Hi,
As discussed on list, over IM and in person at pgcon I want to make
multixact truncations be WAL logged to address various bugs.
Since that's a comparatively large and invasive change I thought it'd be
a good idea to start a new thread instead of burying it in a already
long thread.
Here's the commit message which hopefully explains what's being changed
and why:
Rework the way multixact truncations work.
The fact that multixact truncations are not WAL logged has caused a fair
share of problems. Amongst others it requires to do computations during
recovery while the database is not in a consistent state, delaying
truncations till checkpoints, and handling members being truncated, but
offset not.
We tried to put bandaids on lots of these issues over the last years,
but it seems time to change course. Thus this patch introduces WAL
logging for truncation, even in the back branches.
This allows:
1) to perform the truncation directly during VACUUM, instead of delaying it
to the checkpoint.
2) to avoid looking at the offsets SLRU for truncation during recovery,
we can just use the master's values.
3) simplify a fair amount of logic to keep in memory limits straight,
this has gotten much easier
During the course of fixing this a bunch of bugs had to be fixed:
1) Data was not purged from memory the member's slru before deleting
segments. This happend to be hard or impossible to hit due to the
interlock between checkpoints and truncation.
2) find_multixact_start() relied on SimpleLruDoesPhysicalPageExist - but
that doesn't work for offsets that haven't yet been flushed to
disk. Flush out before running to fix. Not pretty, but it feels
slightly safer to only make decisions based on on-disk state.
To handle the case of an updated standby replaying WAL from a not-yet
upgraded primary we have to recognize that situation and use "old style"

* **CHALLENGES**
**1.** Please list the three things that, according to the multixact truncation post, WAL logging of truncation allows.
**2.** Pick up the multixact truncation post where it stops and carry it on.

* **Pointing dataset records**

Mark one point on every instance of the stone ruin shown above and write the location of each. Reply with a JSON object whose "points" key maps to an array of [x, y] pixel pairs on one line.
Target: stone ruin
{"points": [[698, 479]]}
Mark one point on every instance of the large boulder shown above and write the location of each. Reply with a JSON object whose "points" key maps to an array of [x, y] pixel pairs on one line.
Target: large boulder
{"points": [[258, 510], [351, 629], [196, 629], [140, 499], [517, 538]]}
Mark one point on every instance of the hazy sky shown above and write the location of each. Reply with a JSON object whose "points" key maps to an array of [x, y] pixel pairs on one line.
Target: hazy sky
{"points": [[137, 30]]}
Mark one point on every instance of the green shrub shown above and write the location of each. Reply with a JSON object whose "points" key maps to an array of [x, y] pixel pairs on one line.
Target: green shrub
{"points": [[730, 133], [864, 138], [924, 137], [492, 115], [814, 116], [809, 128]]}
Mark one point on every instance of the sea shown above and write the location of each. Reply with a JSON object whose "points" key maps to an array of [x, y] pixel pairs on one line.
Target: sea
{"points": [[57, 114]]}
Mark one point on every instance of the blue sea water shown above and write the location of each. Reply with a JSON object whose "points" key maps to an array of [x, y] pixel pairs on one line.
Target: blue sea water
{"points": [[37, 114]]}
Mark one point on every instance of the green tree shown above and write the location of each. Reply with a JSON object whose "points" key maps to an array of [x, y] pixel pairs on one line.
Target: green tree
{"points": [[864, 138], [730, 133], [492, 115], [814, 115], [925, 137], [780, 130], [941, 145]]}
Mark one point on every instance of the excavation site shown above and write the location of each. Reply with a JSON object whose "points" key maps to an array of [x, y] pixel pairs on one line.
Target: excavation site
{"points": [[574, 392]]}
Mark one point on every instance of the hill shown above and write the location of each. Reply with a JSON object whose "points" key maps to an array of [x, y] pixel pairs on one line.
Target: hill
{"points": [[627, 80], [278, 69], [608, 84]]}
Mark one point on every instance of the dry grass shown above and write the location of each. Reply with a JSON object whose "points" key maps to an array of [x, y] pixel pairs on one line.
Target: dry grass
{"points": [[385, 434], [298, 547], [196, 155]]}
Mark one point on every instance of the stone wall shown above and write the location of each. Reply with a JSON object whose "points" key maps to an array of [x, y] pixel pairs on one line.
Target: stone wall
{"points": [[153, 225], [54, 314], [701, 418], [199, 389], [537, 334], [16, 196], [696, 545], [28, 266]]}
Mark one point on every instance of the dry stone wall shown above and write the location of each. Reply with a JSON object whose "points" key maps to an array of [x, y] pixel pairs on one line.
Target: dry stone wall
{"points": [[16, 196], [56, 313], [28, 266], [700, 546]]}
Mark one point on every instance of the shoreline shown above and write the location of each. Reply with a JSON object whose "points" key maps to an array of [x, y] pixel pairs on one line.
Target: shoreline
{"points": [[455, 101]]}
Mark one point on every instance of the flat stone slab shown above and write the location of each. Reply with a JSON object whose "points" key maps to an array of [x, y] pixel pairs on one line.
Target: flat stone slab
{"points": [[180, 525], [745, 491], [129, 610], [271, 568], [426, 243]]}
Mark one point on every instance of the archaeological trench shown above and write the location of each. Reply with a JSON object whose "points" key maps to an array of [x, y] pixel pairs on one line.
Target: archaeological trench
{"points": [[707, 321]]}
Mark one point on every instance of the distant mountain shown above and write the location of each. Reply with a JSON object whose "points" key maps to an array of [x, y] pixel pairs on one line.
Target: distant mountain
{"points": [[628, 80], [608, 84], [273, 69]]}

--

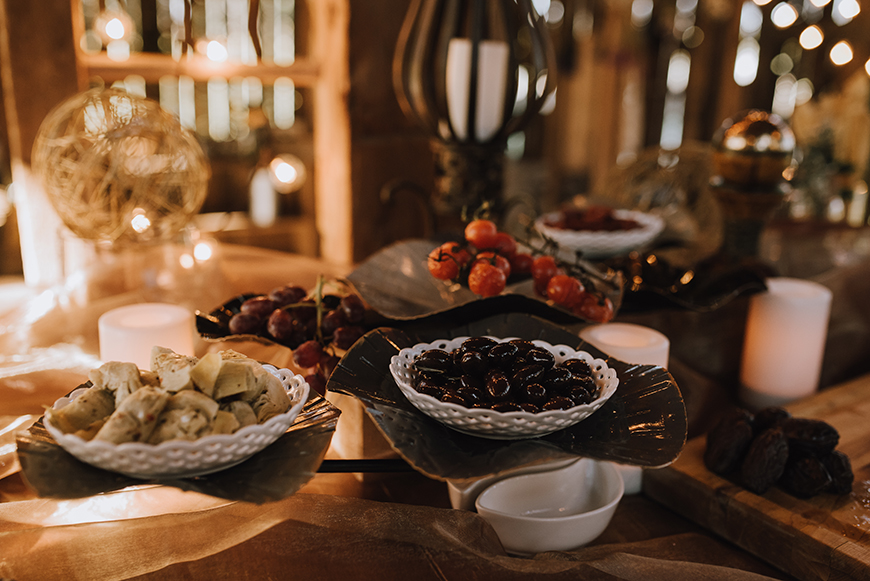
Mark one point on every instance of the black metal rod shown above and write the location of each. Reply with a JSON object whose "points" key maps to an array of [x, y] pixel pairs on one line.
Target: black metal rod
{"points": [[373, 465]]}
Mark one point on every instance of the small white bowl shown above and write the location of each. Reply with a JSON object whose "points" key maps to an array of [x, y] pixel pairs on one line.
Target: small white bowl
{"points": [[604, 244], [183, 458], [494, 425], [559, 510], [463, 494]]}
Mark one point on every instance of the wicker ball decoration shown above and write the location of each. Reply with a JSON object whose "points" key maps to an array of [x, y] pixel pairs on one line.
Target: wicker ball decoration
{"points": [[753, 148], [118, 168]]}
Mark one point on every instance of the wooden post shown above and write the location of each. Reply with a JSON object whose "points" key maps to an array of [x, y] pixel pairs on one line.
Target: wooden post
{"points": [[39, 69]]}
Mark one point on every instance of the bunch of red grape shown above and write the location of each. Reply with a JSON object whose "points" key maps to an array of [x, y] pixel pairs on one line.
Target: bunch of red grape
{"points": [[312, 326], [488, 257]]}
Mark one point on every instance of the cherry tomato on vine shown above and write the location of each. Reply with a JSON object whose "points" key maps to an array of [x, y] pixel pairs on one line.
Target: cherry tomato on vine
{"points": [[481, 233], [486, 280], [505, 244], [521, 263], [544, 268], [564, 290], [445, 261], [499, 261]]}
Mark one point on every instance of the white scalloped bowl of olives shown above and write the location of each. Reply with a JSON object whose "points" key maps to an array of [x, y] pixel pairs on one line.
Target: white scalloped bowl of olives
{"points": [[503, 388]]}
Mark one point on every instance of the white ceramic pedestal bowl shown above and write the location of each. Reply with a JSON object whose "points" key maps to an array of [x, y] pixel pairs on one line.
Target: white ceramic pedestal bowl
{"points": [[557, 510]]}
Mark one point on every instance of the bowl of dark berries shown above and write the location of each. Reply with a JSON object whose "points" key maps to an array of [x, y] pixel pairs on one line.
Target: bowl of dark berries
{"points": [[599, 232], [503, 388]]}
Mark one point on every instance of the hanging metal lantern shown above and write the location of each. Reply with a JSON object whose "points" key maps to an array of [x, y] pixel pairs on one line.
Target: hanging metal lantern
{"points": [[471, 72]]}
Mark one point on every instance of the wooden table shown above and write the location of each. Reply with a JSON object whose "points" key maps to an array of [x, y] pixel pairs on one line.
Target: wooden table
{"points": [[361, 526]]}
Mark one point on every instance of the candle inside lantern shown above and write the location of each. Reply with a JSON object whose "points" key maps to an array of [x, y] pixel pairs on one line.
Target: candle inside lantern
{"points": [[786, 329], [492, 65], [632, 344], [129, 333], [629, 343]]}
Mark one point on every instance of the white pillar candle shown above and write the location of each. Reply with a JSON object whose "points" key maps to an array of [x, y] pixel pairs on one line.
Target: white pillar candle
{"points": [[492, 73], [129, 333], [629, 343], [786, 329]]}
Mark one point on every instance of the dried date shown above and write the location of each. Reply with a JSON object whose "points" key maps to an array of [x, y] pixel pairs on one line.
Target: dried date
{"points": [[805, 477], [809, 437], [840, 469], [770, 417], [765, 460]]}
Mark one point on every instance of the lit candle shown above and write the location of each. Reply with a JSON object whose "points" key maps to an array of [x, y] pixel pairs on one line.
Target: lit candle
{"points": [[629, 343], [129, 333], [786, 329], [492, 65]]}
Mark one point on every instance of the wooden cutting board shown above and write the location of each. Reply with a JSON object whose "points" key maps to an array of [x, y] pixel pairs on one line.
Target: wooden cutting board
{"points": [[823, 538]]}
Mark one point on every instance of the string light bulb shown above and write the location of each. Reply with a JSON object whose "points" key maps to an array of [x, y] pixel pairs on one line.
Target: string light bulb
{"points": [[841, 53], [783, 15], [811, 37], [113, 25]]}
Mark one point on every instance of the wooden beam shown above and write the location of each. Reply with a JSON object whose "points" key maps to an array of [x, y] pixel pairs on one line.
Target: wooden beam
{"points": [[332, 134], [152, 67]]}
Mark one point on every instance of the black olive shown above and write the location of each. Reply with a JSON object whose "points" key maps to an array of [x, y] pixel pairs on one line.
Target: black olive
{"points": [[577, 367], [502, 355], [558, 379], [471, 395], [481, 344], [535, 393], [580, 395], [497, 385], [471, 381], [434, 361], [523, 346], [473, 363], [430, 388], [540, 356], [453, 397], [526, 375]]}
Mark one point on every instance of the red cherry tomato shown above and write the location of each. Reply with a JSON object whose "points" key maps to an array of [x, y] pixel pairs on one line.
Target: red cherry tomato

* **PER-TASK OUTPUTS**
**1.**
1) Performing the truncation directly during VACUUM instead of delaying it to the checkpoint.
2) Avoiding a look at the offsets SLRU for truncation during recovery, since the master's values can be used.
3) Simplifying a fair amount of the logic that keeps in-memory limits straight.

**2.**
truncation (i.e. looking at the SLRUs) during WAL replay. In contrast to
before this now happens in the startup process, when replaying a
checkpoint record, instead of the checkpointer. Doing this in the
restartpoint was incorrect, they can happen much later than the original
checkpoint, thereby leading to wraparound. It's also more in line to how
the WAL logging now works.
To avoid "multixact_redo: unknown op code 48" errors standbys should be
upgraded before primaries. This needs to be expressed clearly in the
release notes.
Backpatch to 9.3, where the use of multixacts was expanded. Arguably
this could be backpatched further, but there doesn't seem to be
sufficient benefit to outweigh the risk of applying a significantly
different patch there.
I've tested this a bunch, including using a newer standby against a
older master and such. What I have yet to test is that the concurrency
protections against multiple backends truncating at the same time are
correct.
It'd be very welcome to see some wider testing and review on this.
I've attached three commits:
0001: Add functions to burn through multixacts - that should get its own file.
0002: Lower the lower bound limits for *_freeze_max_age - I think we should
just do that. There really is no reason for the current limits
and they make testing hard and force space wastage.
0003: The actual truncation patch.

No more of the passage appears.